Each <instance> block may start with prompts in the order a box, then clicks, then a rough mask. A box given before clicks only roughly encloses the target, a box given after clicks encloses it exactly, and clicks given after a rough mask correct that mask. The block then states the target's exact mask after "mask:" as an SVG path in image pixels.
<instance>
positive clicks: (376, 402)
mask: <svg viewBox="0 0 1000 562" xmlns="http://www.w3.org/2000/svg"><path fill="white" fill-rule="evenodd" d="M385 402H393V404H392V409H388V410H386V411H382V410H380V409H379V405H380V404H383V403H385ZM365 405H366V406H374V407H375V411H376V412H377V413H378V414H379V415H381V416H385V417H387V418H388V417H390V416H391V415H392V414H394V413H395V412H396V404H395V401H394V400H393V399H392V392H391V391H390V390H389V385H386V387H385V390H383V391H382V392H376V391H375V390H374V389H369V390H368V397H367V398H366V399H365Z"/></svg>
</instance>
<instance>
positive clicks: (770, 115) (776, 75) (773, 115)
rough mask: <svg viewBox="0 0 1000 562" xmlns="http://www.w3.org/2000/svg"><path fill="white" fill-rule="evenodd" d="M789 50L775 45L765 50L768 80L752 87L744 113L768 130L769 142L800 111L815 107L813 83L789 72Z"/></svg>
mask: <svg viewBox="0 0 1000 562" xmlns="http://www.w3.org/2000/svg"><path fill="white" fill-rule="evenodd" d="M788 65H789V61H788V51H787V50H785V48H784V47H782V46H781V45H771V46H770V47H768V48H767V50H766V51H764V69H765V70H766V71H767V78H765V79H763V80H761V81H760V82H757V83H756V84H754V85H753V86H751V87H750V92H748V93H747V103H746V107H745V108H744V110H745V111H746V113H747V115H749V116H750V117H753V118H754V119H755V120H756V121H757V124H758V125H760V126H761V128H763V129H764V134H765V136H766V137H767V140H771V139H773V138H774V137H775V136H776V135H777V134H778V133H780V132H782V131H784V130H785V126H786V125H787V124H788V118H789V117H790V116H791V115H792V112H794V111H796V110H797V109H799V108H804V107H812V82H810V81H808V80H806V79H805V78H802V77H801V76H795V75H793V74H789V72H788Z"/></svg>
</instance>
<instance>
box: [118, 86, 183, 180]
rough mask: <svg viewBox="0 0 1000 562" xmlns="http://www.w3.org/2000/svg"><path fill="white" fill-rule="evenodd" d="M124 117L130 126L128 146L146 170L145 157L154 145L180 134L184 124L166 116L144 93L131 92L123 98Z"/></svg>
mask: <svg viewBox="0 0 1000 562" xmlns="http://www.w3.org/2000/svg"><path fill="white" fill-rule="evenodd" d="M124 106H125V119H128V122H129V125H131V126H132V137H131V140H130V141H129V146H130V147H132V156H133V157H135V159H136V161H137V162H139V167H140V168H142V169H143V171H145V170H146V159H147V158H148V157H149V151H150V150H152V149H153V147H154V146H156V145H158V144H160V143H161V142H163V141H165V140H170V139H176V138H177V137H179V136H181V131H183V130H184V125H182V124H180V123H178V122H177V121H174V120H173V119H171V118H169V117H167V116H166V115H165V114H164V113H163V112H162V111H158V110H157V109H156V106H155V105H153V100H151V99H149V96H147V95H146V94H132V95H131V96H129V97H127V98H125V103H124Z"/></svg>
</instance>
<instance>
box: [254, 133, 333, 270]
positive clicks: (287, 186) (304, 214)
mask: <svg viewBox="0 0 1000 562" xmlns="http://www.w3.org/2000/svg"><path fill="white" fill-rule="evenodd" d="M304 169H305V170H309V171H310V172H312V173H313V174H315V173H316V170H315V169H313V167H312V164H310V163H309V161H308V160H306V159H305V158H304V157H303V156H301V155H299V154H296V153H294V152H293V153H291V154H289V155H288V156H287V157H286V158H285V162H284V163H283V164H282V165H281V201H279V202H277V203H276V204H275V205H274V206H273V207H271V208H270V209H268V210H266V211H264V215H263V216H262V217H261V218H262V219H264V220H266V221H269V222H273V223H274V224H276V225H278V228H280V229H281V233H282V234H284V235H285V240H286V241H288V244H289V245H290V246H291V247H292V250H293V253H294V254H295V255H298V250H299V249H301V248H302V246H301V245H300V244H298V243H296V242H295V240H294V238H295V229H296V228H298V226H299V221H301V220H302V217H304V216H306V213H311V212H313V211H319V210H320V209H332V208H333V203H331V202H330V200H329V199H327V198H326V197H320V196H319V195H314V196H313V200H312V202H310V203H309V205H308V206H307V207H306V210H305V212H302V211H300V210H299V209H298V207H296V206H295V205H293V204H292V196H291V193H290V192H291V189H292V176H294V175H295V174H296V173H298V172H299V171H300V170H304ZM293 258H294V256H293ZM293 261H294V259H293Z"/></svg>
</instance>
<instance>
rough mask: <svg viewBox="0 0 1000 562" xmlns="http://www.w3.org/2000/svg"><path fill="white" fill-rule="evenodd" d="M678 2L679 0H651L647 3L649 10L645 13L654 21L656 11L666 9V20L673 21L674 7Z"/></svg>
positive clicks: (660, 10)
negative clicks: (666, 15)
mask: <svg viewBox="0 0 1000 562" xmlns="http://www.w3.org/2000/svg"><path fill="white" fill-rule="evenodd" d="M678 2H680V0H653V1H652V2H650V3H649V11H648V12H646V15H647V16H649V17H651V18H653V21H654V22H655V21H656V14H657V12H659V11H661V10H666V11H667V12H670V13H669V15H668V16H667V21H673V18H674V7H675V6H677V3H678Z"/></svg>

□ □ □ □ □ □ □

What to produce: Copy all the records again, putting "foreground clicks" wherever "positive clicks" appears and changing nothing else.

Written answer:
Each <instance> block may start with prompts in the order a box, then clicks, then a rough mask. A box given before clicks only roughly encloses the target, a box given after clicks encloses it exactly, and clicks given after a rough mask correct that mask. The block then states the target's exact mask after "mask:" as an SVG path in image pixels.
<instance>
foreground clicks: (376, 402)
mask: <svg viewBox="0 0 1000 562" xmlns="http://www.w3.org/2000/svg"><path fill="white" fill-rule="evenodd" d="M385 402H393V404H392V409H388V410H386V411H382V410H380V409H379V405H380V404H383V403H385ZM365 405H366V406H374V407H375V411H376V412H377V413H378V414H379V415H381V416H385V417H387V418H388V417H390V416H391V415H392V414H394V413H395V412H396V404H395V401H394V400H393V399H392V392H391V391H390V390H389V385H386V387H385V390H383V391H382V392H376V391H375V390H374V389H369V390H368V397H367V398H366V399H365Z"/></svg>
</instance>
<instance>
foreground clicks: (770, 115) (776, 75) (773, 115)
rough mask: <svg viewBox="0 0 1000 562" xmlns="http://www.w3.org/2000/svg"><path fill="white" fill-rule="evenodd" d="M789 50L775 45L765 50L768 80L752 87L744 113L768 130L769 142L800 111L815 107L813 83L789 72Z"/></svg>
mask: <svg viewBox="0 0 1000 562" xmlns="http://www.w3.org/2000/svg"><path fill="white" fill-rule="evenodd" d="M788 65H789V61H788V51H787V50H785V48H784V47H782V46H781V45H771V46H770V47H768V48H767V50H766V51H764V69H765V70H766V71H767V78H765V79H763V80H761V81H760V82H757V83H756V84H754V85H753V86H751V87H750V92H748V93H747V103H746V107H745V108H744V110H745V111H746V113H747V115H749V116H750V117H753V118H754V119H755V120H756V121H757V124H758V125H760V126H761V128H763V129H764V134H765V136H766V137H767V140H771V139H773V138H774V137H775V136H776V135H777V134H778V133H780V132H782V131H784V130H785V126H786V125H787V124H788V118H789V117H790V116H791V115H792V112H794V111H796V110H797V109H799V108H804V107H812V82H810V81H808V80H806V79H805V78H802V77H801V76H795V75H793V74H789V72H788Z"/></svg>
</instance>
<instance>
box: [118, 86, 183, 180]
rough mask: <svg viewBox="0 0 1000 562" xmlns="http://www.w3.org/2000/svg"><path fill="white" fill-rule="evenodd" d="M124 117L130 126L128 146L146 170L145 157L154 145L180 134L184 124L166 116L144 93L131 92L123 98Z"/></svg>
mask: <svg viewBox="0 0 1000 562" xmlns="http://www.w3.org/2000/svg"><path fill="white" fill-rule="evenodd" d="M124 106H125V119H128V122H129V125H131V126H132V137H131V140H130V141H129V146H130V147H132V156H133V157H135V159H136V161H137V162H139V167H140V168H142V169H143V171H145V170H146V159H147V158H148V157H149V151H150V150H152V149H153V147H154V146H156V145H158V144H160V143H161V142H163V141H165V140H170V139H176V138H177V137H179V136H181V131H183V130H184V125H182V124H180V123H178V122H177V121H174V120H173V119H171V118H169V117H167V116H166V115H165V114H164V113H163V112H162V111H158V110H157V109H156V106H155V105H153V100H151V99H149V96H147V95H146V94H132V95H131V96H129V97H127V98H125V103H124Z"/></svg>
</instance>
<instance>
box: [254, 133, 333, 270]
foreground clicks: (287, 186) (304, 214)
mask: <svg viewBox="0 0 1000 562" xmlns="http://www.w3.org/2000/svg"><path fill="white" fill-rule="evenodd" d="M304 169H305V170H309V171H310V172H312V173H313V174H315V173H316V170H315V169H313V167H312V164H310V163H309V161H308V160H306V159H305V158H304V157H303V156H301V155H299V154H296V153H294V152H293V153H291V154H289V155H288V156H287V157H286V158H285V162H284V163H283V164H282V165H281V201H279V202H277V203H276V204H275V205H274V206H273V207H271V208H270V209H268V210H266V211H264V215H263V216H262V217H261V218H262V219H264V220H266V221H269V222H273V223H274V224H276V225H278V228H280V229H281V233H282V234H284V235H285V240H286V241H288V244H289V245H290V246H291V247H292V250H293V253H294V254H295V255H298V250H299V249H301V248H302V246H301V245H300V244H298V243H296V242H295V240H294V238H295V229H296V228H298V226H299V221H301V220H302V217H304V216H306V213H311V212H313V211H319V210H320V209H332V208H333V203H331V202H330V200H329V199H327V198H326V197H320V196H319V195H314V196H313V200H312V202H310V203H309V205H308V206H307V207H306V210H305V212H302V211H300V210H299V209H298V207H296V206H295V205H293V204H292V196H291V193H290V192H291V189H292V176H294V175H295V174H296V173H298V172H299V171H300V170H304ZM293 258H294V256H293ZM293 261H294V259H293Z"/></svg>
</instance>
<instance>
rough mask: <svg viewBox="0 0 1000 562" xmlns="http://www.w3.org/2000/svg"><path fill="white" fill-rule="evenodd" d="M678 2L679 0H651L647 3L649 10L645 13L654 21L656 11L666 9V20L673 21L674 7Z"/></svg>
foreground clicks: (660, 10)
negative clicks: (666, 15)
mask: <svg viewBox="0 0 1000 562" xmlns="http://www.w3.org/2000/svg"><path fill="white" fill-rule="evenodd" d="M678 2H680V0H653V1H652V2H650V3H649V11H648V12H646V15H647V16H649V17H651V18H653V21H654V22H655V21H656V14H657V12H659V11H661V10H666V11H667V12H670V13H669V15H668V16H667V21H673V18H674V7H675V6H677V3H678Z"/></svg>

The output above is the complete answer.